Teks Bacaan:
━━━━━━━━━━━━━━━━

Cerita Warga Bertahan 5 Jam di Atap Saat Banjir Besar Bekasi…


BEKASI, IKABARI

– Air datang tanpa ampun. Dalam hitungan jam, kawasan Pondok Gede Permai, Jatiasih, Bekasi, tenggelam dalam kepungan banjir yang tak terduga pada Selasa (4/3/2025).

Sagino (51), petugas kebersihan SMAN 21 Bekasi, hanya bisa menatap dengan cemas saat air mulai naik, menelan rumah-rumah, sekolah, dan jalanan yang biasa dilalui.

Tak ada waktu berpikir panjang. Sugiono bersama istri, Sri Yumairini dan anaknya, Ema Nur Aisyah bergegas mencari tempat lebih tinggi.

Kala itu, jam menunjukkan pukul 04.00 WIB. Kali Bekasi yang mengalir tak jauh dari tempat tinggalnya telah berstatus siaga satu.

Sugiono bersama istri dan anaknya bergegas menuju SMAN 21 Bekasi, dengan harapan menemukan tempat lebih aman.

Di sana, mereka bertemu dengan dua petugas keamanan sekolah, Dani dan Sayadi, serta Kepala SMAN 21 Bekasi, Mohammad Ilyas.

Namun, kenyataan berkata lain. Air ketika itu justru datang lebih cepat dari dugaan, merayap naik tanpa ampun.

“Habis sahur itu air mulai naik terus. Saya buka pintu ruangan Wakil Kepala Sekolah, ada sebagian berkas-berkas saya naikkan ke meja,” kata Sugiono, Selasa (11/3/2025), dikutip dari Tribun Bekasi.

Tapi banjir tak memberi mereka waktu untuk bersiap lebih lama. Sagino bergegas meminta Dani mematikan seluruh panel listrik di sekolah agar tak ada bahaya lain selain air yang tak terkendali.

━━━━━━━━━━━━━━━━

Data yang Diberikan:

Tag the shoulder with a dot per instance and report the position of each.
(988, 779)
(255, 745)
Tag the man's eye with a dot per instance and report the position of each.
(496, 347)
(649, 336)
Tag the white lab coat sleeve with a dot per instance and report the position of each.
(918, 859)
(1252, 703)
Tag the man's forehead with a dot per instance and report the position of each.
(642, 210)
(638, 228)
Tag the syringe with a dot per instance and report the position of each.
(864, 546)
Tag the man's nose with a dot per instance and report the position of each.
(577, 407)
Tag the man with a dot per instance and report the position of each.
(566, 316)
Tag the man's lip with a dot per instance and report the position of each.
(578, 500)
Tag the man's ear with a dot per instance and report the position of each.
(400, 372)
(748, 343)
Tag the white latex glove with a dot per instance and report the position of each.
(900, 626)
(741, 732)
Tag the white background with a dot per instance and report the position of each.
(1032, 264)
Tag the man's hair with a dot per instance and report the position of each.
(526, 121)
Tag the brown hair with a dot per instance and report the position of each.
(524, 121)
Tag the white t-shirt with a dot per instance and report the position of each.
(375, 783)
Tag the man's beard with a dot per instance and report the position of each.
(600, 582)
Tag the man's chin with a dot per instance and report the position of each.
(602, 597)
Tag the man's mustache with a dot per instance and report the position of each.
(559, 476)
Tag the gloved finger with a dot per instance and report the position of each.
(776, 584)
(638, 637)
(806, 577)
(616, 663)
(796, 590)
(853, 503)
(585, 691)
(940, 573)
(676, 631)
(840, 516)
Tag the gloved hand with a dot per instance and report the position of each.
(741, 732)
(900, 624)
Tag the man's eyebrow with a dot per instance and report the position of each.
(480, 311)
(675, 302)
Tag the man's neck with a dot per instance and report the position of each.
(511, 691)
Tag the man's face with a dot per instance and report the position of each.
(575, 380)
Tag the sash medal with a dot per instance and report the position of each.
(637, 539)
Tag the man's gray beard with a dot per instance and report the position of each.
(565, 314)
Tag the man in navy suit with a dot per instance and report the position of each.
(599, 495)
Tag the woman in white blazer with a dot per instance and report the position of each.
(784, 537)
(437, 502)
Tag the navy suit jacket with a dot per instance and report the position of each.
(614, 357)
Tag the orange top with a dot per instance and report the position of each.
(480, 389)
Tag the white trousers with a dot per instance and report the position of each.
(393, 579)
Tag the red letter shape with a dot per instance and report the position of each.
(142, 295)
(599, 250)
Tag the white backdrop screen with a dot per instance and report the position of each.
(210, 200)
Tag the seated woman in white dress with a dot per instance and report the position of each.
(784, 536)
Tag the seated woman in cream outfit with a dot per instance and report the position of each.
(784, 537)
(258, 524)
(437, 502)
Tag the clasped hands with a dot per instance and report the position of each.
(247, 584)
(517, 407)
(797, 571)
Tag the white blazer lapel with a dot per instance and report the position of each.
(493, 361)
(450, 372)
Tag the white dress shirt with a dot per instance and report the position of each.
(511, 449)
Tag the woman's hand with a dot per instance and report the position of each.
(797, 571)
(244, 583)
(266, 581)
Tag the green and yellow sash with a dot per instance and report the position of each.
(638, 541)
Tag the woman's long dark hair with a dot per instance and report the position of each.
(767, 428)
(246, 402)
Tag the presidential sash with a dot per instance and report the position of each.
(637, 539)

━━━━━━━━━━━━━━━━

Petunjuk Pengerjaan: Salin kembali bagian berita banjir Bekasi antara "Cerita Warga Bertahan" dan "berstatus siaga satu.", termasuk keduanya, lalu ganti "kawasan" dengan "wilayah".

Jawaban Latihan:
Cerita Warga Bertahan 5 Jam di Atap Saat Banjir Besar Bekasi…


BEKASI, IKABARI

– Air datang tanpa ampun. Dalam hitungan jam, wilayah Pondok Gede Permai, Jatiasih, Bekasi, tenggelam dalam kepungan banjir yang tak terduga pada Selasa (4/3/2025).

Sagino (51), petugas kebersihan SMAN 21 Bekasi, hanya bisa menatap dengan cemas saat air mulai naik, menelan rumah-rumah, sekolah, dan jalanan yang biasa dilalui.

Tak ada waktu berpikir panjang. Sugiono bersama istri, Sri Yumairini dan anaknya, Ema Nur Aisyah bergegas mencari tempat lebih tinggi.

Kala itu, jam menunjukkan pukul 04.00 WIB. Kali Bekasi yang mengalir tak jauh dari tempat tinggalnya telah berstatus siaga satu.